ACTING CHAIR —Are there any other questions on the issue of dismissal of the President? I wanted to step into another side issue. You have indicated that the current long title is adequate and in enough detail to explain the nature of the bill. But would there be any downside to include reference to the fact that the person chosen must be an Australian citizen and that they must be approved by a two-thirds majority vote of a joint sitting and, also, that the British monarch is being replaced as our head of state. Do you think there would be any problems if those three facts were included in the long title?

Mr Doherty —The long title is one of those issues which is probably not solved on the basis of the technical position. It would be quite open legally to add more of the elements of the model into the long title. I guess when the government looked at the long title it was trying to achieve something which was reasonably brief and give the sense of what was the thrust of this proposal.

If you start adding more elements to it then you run into the question of balance. For some people it would be valuable to include a reference to the public nomination process because that would be seen to make the appointment process more inclusive and the whole proposal more attractive. To others, in submissions that we got, they saw it as important to include a reference to the power of the Prime Minister to remove a President because they saw that as something that could be attacked and therefore would make the whole proposal less attractive.

Material —
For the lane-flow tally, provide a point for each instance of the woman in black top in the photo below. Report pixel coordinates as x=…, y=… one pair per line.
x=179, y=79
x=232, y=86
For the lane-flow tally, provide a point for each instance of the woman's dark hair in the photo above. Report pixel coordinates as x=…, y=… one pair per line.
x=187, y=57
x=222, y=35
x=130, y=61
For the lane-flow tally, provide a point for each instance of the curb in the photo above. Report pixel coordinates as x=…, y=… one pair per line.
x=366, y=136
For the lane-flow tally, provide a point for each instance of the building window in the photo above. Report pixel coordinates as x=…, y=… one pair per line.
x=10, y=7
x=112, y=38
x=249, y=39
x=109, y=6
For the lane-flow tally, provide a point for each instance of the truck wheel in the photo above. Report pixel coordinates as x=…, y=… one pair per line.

Instruction — In the transcript, change "reasonably brief" to "suitably concise" and write out everything from "Mr Doherty —The" down to "of this proposal.". The items are not needed here.

Written solution —
Mr Doherty —The long title is one of those issues which is probably not solved on the basis of the technical position. It would be quite open legally to add more of the elements of the model into the long title. I guess when the government looked at the long title it was trying to achieve something which was suitably concise and give the sense of what was the thrust of this proposal.